===== Document excerpt

It’s that time of year again for the devil dogs across the country. For the past few months, tailor shop lines were out the door, inspections of uniforms only worn a handful of times popped up repeatedly on the training schedule, and the inevitable comparison, perhaps judgment for some, of “chest candy” began in earnest. For the newest Marines, it’s as simple as putting a National Service Defense medal next to a Global War on Terrorism medal in the proper order. But for those having recently changed duty stations or units, there is the scramble to update their awards “stack” with all the new participation trophies the Marine Corps doled out. Although I think the preferred term is the “end of tour” award.
In fact, the Pentagon is so aware that the majority of awards are given at the end of a tour with a unit that they issue an administrative message to warn us all. This year it came out in February, titled “MILITARY AWARDS GUIDANCE FOR THE 2021 PERMANENT CHANGE OF STATION SEASON.” This is how commonplace, for what was long considered the most stringent service branch regarding awards, it has become to give Marines the ol’ “atta boy” or a “thanks for coming out” or even the occasional, “good job not getting fired” award. Come moving season each year, company-grade officers, noncommissioned officers, and Staff Sergeants alike will get their Navy Achievement Medals. Field grade officers, gunnery sergeants, and “Tops” will get their Navy Commendations. Commanders and Sergeants Major will get their Meritorious Service Medals standing in front of their whole unit on the way out the door. And of course, those with eagles or stars on their collars will receive Legions of Merit or Distinguished Service Medals. You can almost picture the Birthday Balls and Marines squeezed into their Dress Blues with their fresh new medals, double-fisting Coors Lights, walking into a ballroom, taking a look at each other’s “stack,” and saying… “Meh.”

==========
===== Given records

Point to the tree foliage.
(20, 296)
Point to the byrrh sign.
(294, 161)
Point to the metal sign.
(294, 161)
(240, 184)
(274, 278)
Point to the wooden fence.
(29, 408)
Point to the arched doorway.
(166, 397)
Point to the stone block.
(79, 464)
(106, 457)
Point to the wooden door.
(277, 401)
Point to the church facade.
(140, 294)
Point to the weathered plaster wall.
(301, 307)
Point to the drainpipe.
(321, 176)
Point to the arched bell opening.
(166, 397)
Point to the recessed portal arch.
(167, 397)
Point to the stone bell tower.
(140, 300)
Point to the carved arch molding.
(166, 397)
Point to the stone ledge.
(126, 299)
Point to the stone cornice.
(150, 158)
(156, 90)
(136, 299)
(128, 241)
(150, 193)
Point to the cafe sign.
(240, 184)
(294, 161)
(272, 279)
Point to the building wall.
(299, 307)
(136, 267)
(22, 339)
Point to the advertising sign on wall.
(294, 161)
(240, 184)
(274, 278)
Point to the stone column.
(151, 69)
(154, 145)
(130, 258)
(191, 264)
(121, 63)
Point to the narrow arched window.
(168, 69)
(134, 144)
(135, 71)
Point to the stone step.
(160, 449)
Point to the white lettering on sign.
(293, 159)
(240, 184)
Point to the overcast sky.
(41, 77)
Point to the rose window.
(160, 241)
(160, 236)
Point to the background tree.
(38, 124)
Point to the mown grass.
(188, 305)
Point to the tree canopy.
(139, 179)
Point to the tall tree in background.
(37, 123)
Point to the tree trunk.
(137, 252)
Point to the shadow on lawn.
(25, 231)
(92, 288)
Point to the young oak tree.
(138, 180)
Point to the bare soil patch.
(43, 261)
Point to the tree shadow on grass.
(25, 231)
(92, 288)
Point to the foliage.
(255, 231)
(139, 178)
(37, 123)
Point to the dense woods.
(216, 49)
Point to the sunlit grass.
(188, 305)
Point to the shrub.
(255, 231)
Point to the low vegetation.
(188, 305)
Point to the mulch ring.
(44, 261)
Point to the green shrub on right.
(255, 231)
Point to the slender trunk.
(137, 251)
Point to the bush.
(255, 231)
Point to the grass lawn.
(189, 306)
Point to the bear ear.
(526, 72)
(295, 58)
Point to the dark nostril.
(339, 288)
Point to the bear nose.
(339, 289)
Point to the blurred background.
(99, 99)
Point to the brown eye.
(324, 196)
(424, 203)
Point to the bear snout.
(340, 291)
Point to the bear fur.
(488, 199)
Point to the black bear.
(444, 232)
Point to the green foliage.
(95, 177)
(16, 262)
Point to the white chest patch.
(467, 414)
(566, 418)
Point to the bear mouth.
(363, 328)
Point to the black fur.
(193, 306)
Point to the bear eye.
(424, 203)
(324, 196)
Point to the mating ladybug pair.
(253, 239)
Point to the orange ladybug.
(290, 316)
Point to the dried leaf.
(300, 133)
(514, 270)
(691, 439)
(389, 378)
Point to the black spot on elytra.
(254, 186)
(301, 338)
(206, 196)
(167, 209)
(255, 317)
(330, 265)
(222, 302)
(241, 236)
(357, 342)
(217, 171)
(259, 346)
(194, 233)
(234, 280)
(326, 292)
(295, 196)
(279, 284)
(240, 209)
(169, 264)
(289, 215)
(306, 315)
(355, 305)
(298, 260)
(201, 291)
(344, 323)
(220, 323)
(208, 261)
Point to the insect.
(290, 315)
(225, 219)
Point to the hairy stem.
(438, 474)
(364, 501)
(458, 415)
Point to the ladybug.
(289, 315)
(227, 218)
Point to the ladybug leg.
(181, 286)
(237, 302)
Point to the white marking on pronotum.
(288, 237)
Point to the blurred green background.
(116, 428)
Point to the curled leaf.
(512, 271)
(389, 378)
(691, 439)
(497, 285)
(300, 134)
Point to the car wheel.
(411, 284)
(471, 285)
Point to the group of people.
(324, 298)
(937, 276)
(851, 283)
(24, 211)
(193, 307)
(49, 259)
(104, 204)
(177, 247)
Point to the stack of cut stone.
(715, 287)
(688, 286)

==========

Required tasks
**1)** According to the article on Marine Corps end-of-tour awards, in which month did this year's administrative message on awards guidance come out?
**2)** Extend the article on Marine Corps end-of-tour awards beyond its final sentence.

The replies
**1)** February

**2)**
It may be a colorful and generic description, but there’s a vein of truth that Marines all tacitly know. The truth is that many awards don’t mean much anymore to the average Marine.
Do any awards matter?
Not all awards are meaningless, of course. That same “stack” at a birthday ball could reasonably be dissected into four categories, two of which still hold strong value to Marines or serve a useful purpose.
Second to none amongst Marines are the combat and valor awards. Medals of Honor, Navy Crosses, Silver Stars, Distinguished Flying Crosses, and any award with a “V” device automatically garner attention and deference from Marines. This is due to strict and tightly controlled requirements to earn such rare and combat-oriented awards. The Combat Action Ribbon has a similar effect, although there has been a diluting of its value in some circles due to a perceived loosening of awarding requirements during Operations Enduring Freedom and Iraqi Freedom. This feeling that the CAR was watered down comes from whole units being blanket issued the ribbon in theater or stories of an IED hitting one vehicle in a convoy and the entire convoy receiving it, rather than it being issued specifically to individuals involved in direct action against the enemy.
The next useful category could best be described as a visual resume. Campaign awards give other service members a condensed overview of where you have been and, to some degree, how long you have served. Our senior-most staff can still be seen with Operation Desert Shield medals, while many career-level Marines have OEF and OIF medals. A limited number of Marines continue to receive the Operation Inherent Resolve medal, while those Marines serving on MEUs may receive a Humanitarian Service Medal for conducting disaster relief. Additionally, you can tally the number of deployments someone has been on by the number of stars on their Sea Service Deployment ribbon or tell if they spent time in Korea by the Korean Defense Service Medal. Ultimately, these awards can give a Marine a sense of someone’s experience level or at least provide common ground when striking up a conversation.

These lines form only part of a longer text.